* Raw data:
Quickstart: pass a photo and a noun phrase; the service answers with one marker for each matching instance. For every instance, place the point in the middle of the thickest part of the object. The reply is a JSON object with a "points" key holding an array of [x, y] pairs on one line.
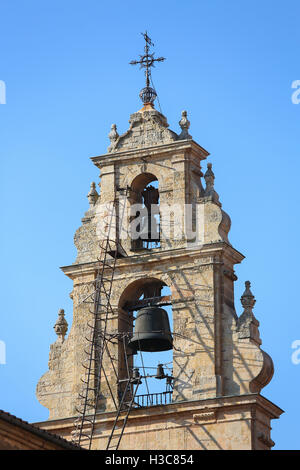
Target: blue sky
{"points": [[65, 65]]}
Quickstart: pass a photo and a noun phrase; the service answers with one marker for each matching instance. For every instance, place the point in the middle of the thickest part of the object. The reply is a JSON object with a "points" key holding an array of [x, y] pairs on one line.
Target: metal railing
{"points": [[153, 399]]}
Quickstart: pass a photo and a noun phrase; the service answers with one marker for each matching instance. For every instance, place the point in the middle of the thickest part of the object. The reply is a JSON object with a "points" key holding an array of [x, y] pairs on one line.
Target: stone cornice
{"points": [[209, 409], [154, 151], [160, 257]]}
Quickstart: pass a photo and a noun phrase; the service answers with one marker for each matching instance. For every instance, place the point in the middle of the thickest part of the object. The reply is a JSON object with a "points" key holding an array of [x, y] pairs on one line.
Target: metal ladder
{"points": [[129, 404], [99, 339]]}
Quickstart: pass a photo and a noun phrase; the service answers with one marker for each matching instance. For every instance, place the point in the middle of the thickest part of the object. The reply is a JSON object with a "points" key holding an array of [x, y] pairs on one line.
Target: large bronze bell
{"points": [[152, 331]]}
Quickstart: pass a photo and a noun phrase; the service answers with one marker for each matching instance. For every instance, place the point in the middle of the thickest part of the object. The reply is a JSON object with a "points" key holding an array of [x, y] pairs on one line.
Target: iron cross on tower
{"points": [[146, 61]]}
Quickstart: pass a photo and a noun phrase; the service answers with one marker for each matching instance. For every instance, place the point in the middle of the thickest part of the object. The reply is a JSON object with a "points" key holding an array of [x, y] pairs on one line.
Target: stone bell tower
{"points": [[219, 368]]}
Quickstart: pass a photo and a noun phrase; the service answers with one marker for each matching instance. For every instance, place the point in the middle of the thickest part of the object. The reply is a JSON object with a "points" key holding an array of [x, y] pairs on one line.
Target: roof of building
{"points": [[54, 438]]}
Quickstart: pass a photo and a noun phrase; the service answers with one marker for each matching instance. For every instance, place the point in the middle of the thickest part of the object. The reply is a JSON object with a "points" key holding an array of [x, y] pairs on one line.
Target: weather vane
{"points": [[146, 61]]}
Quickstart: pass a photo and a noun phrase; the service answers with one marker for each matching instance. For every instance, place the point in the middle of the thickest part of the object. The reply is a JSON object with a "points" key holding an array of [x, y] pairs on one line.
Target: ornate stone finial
{"points": [[184, 124], [113, 136], [92, 195], [248, 299], [210, 183], [247, 323], [61, 325], [209, 179]]}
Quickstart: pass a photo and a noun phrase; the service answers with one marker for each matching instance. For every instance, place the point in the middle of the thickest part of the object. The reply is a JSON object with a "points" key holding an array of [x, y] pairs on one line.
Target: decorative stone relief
{"points": [[147, 128]]}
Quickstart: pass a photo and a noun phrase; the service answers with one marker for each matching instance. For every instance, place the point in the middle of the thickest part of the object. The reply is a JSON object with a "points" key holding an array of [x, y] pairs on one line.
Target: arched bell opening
{"points": [[145, 214], [147, 303]]}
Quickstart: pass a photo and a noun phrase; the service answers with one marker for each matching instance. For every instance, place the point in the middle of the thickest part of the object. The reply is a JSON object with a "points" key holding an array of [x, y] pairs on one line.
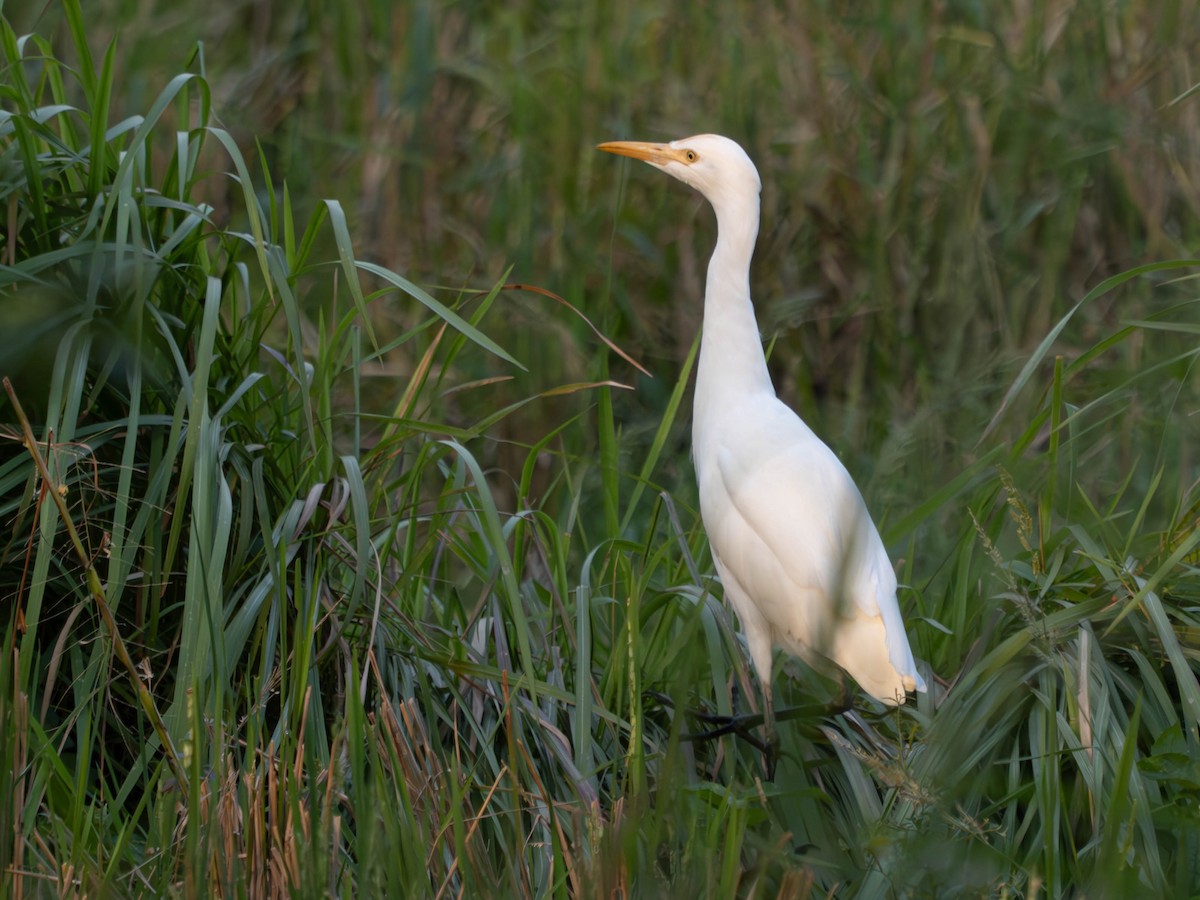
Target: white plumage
{"points": [[797, 551]]}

* What you have to do:
Reproduce the entries exactly. Do not carry over any picture.

* Full solution:
Quickstart: pass a photo and a noun phrase; the service answers with one marker for each matching instance. For every instance, place the point in the middle of the thickest part of the object. The reply is a JSON object with a "points" key holding an array of [x, y] pairs on one line.
Target: blue sky
{"points": [[65, 65]]}
Quickstart: pass a photo and a noun phrase; the service answers with one marker for each matching instance. For every instance, place the point in the middle of the thickest part of the object. The reply is a JSON object with a "points" key holding an array of [x, y] pairs on one line.
Target: metal railing
{"points": [[153, 399]]}
Quickstart: pass a photo and a noun phrase; the service answers with one marker for each matching instance. For every instance, place the point in the middle of the thickest part of the object. The reply is a JSON object with a "points" key holding an array of [x, y] pairs on one line.
Target: stone cornice
{"points": [[209, 409], [154, 151], [160, 257]]}
Quickstart: pass a photo and a noun phrase; the service answers with one marker for each matching instance. For every instance, place the point in the middle of the thickest part of the object. The reply is a JSON object with a "points" key holding an array of [x, y] pairs on one line.
Target: metal ladder
{"points": [[129, 404], [99, 339]]}
Quickstart: pass a photo and a noun phrase; the service answers with one marker for each matching instance. For every instance, place the point in the middle of the thickest part of the object. The reply is a JSON object with a "points" key holding an array of [x, y] pairs on one line.
Target: large bronze bell
{"points": [[152, 331]]}
Quickstart: pass a photo and a noun phrase; the service answers with one marker for each matching instance. For every instance, place the point in the middle of the thickest part of the object. The reply is a JSON object with a "points" key holding an array of [x, y] pairs on one line.
Target: iron cross on tower
{"points": [[146, 61]]}
Quickstart: pass a photo and a noun phrase; the service answers with one marker for each matching instance. For every instance, place the point in the middle of the thickest part of the object. The reply is a JSON object with a "points" key holding an array of [x, y] pairs on one line.
Target: stone bell tower
{"points": [[219, 368]]}
Quickstart: pass a photo and a noun phrase; the service answers with one marker for each matching instance. For every instance, place the point in the middle of the thickest part of the object. The reply is a JSON object with a "points" key holding an array of [x, y] pairs on one line.
Target: roof of building
{"points": [[54, 438]]}
Quickstart: pass a photo and a noun phrase; the service answers with one marker for each matching instance. For every instance, place the point in the middle of the thickest part of the object. The reply is a JSON object with a "points" key holding an array of [x, y] pairs on one line.
Target: weather vane
{"points": [[146, 61]]}
Quickstart: pass a photo and a noun phrase; the service answers with one marker for each matching instance. For every instance, place the point in the middle of the thickest part of the object. The reply is a JSON object with a "points" key holding an array of [x, y] pairs on one line.
Target: ornate stone finial
{"points": [[184, 124], [113, 136], [92, 195], [248, 299], [210, 183], [247, 323], [61, 325], [209, 179]]}
Quickstart: pass a photo and a noun phrase; the service answers with one marker for each matching instance. For every instance, place the point in the middle of the thickest part of the object. The reply is a JSON object with a "points" key holding an array of [x, y] pairs on one line.
Target: decorative stone relief
{"points": [[147, 128]]}
Quickstart: pass a photo and a noun phrase; the service answers with one marker for each matching instance. For every instance, place the point in the middle of the thickest part of the object. The reply is a JSON object with a "points" key holding an array of [x, y] pairs on one line.
Target: arched bell opening
{"points": [[145, 214], [147, 303]]}
Quickstart: pass a photo and a noun phrase; the service answers with one marker for each matching instance. For every instance, place the point in the middle of the thickest part of the object. The reply is a JSON object with a "points" key holding an array of [x, y] pairs on one line.
Target: white plumage
{"points": [[797, 551]]}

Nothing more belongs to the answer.